** LISTING **

^^^^^^^^^^^^^^^^

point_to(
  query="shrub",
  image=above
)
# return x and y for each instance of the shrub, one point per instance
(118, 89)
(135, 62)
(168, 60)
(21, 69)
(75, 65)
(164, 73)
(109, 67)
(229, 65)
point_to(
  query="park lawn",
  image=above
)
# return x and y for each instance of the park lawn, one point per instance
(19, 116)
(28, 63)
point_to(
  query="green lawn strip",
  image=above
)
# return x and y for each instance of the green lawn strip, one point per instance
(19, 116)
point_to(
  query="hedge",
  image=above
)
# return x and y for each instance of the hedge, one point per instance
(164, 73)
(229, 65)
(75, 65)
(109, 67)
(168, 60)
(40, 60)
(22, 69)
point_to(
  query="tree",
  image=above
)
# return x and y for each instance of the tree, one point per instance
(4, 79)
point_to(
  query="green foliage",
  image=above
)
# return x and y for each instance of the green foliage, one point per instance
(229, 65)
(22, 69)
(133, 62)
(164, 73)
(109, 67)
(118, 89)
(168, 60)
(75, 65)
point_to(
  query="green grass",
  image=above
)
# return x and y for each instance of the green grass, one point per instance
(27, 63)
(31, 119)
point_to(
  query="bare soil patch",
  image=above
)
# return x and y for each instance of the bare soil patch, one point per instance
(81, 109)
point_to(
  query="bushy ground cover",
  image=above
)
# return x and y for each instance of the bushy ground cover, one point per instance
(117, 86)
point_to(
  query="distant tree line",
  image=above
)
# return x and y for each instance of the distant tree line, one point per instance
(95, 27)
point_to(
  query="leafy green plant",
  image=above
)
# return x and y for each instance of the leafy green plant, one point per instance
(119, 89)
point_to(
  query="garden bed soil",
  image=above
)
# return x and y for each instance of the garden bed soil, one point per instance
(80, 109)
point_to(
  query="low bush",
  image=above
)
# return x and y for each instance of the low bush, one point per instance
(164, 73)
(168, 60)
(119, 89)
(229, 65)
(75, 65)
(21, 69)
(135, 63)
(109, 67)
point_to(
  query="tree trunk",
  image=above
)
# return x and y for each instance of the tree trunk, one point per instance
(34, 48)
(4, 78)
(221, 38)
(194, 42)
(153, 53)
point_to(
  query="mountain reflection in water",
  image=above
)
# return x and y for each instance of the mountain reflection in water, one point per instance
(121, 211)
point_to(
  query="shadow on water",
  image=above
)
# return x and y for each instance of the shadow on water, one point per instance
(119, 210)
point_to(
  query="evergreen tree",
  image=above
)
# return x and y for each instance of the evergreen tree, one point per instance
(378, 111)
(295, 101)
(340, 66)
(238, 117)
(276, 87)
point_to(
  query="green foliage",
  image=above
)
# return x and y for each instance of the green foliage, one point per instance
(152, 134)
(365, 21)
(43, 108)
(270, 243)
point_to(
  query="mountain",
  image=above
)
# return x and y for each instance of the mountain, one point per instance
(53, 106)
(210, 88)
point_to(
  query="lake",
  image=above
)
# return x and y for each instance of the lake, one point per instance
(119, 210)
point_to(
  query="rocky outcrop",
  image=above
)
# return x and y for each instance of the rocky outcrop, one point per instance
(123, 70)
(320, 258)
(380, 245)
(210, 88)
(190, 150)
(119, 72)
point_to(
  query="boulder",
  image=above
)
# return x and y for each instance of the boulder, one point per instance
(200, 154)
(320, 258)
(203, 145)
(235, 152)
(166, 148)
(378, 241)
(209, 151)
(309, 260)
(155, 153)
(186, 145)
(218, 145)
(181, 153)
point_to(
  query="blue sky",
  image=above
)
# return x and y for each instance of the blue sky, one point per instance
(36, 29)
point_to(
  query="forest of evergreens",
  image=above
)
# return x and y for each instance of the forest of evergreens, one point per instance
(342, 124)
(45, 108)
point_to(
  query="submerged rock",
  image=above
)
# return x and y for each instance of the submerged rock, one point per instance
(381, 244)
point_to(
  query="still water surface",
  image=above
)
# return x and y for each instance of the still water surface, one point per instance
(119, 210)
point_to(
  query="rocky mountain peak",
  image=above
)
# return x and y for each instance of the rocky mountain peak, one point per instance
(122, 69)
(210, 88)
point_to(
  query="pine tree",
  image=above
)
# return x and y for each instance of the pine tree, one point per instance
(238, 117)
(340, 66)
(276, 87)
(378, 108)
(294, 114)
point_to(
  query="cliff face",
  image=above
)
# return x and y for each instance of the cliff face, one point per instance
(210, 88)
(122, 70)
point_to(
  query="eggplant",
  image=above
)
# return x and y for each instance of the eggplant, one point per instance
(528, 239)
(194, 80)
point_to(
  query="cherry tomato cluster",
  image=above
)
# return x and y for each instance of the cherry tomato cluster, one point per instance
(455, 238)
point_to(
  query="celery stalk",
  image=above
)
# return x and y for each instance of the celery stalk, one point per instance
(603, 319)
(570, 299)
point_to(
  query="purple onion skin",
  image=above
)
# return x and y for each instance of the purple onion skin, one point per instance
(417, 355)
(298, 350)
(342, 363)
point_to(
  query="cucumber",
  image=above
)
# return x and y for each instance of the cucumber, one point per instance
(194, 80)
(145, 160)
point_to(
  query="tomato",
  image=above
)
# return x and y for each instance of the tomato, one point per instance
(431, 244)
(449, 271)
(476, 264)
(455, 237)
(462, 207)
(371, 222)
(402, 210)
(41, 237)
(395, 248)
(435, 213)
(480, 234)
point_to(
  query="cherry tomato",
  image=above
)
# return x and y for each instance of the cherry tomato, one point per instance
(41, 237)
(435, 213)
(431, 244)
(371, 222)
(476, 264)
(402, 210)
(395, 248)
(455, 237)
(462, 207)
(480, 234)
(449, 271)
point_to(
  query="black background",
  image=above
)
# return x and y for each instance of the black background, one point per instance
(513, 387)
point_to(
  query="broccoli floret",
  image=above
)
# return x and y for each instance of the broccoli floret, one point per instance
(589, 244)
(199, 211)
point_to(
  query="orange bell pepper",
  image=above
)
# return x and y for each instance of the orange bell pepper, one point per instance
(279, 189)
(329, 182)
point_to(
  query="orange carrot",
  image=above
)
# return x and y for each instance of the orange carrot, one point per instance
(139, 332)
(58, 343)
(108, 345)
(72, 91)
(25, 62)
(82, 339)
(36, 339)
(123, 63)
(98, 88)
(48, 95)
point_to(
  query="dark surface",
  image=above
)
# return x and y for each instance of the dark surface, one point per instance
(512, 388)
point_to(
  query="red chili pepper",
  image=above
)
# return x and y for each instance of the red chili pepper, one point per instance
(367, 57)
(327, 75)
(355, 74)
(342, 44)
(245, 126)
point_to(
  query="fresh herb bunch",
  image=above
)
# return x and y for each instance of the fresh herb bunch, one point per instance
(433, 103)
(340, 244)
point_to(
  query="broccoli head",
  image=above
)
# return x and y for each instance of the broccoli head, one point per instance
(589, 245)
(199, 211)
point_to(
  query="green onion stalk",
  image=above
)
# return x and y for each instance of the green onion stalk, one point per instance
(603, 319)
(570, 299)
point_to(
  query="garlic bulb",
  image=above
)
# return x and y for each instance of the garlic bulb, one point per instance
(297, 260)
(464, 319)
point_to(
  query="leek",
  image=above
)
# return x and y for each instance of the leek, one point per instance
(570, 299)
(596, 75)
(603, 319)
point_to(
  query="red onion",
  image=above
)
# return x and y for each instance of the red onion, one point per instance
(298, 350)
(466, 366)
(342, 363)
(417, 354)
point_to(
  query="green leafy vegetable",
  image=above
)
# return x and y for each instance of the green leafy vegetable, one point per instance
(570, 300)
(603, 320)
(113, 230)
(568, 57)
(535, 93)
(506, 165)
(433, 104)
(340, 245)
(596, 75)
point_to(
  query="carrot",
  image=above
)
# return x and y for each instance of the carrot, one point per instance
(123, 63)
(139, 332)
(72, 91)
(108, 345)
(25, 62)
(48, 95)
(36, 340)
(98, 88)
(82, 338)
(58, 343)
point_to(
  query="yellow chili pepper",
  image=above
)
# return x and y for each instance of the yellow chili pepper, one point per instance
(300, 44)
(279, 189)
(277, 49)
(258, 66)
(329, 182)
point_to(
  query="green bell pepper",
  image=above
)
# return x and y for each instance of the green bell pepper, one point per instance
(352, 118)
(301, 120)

^^^^^^^^^^^^^^^^

** TASK DIRECTIONS **
Pull out each line of the rows above that contains the string "eggplant" and copy those lines unchanged, in their original order.

** RESULT **
  query="eggplant",
# return x and y for each instance of the eggplant, one point per instance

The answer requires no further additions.